SUPPLIED ENTRIES: Begin
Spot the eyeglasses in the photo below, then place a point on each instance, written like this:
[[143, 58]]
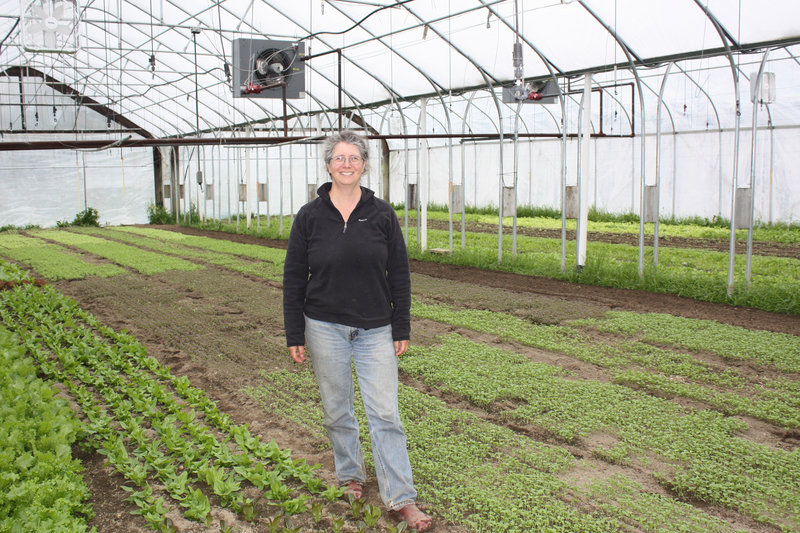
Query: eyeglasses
[[353, 159]]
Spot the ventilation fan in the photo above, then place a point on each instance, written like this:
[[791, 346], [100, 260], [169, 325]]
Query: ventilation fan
[[50, 26], [264, 68]]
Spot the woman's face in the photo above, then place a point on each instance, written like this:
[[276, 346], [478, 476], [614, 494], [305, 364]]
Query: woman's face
[[346, 165]]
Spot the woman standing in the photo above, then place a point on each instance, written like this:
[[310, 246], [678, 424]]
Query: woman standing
[[347, 293]]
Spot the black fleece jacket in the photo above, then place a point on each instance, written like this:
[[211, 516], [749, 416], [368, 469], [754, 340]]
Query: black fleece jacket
[[352, 272]]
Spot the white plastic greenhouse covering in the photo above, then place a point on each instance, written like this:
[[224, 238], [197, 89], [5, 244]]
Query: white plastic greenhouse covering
[[120, 104]]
SUPPLIED ENTRIES: End
• **EXERCISE DIRECTIONS**: Write out, from the lines above, only those from the line with "Query: eyeglasses" to the line with "Spot the white", exactly as given, including the first and the last.

• **OUTPUT OF THE EXERCISE**:
Query: eyeglasses
[[353, 159]]
Spot the ventilation fan in the photo above, then place a point on each instance, written like this:
[[791, 346], [100, 260], [169, 325]]
Query: ventilation fan
[[50, 26], [264, 68]]
Spot the woman's face in the photo above, then place a point on each instance, written like this:
[[276, 346], [478, 476], [614, 494], [305, 364]]
Query: woman's face
[[346, 165]]
Spot the woman standing in the photo above, then place a point on each instance, written like this:
[[310, 246], [678, 424]]
Query: woman standing
[[347, 293]]
Spot the black fleece jacket in the photo above, then place a point on each instance, written like this:
[[211, 516], [749, 416], [368, 469], [754, 340]]
Query: black fleece jacket
[[352, 272]]
Spot the white plastic greenhouse covering in the photo above, then place a point on each instance, written like this:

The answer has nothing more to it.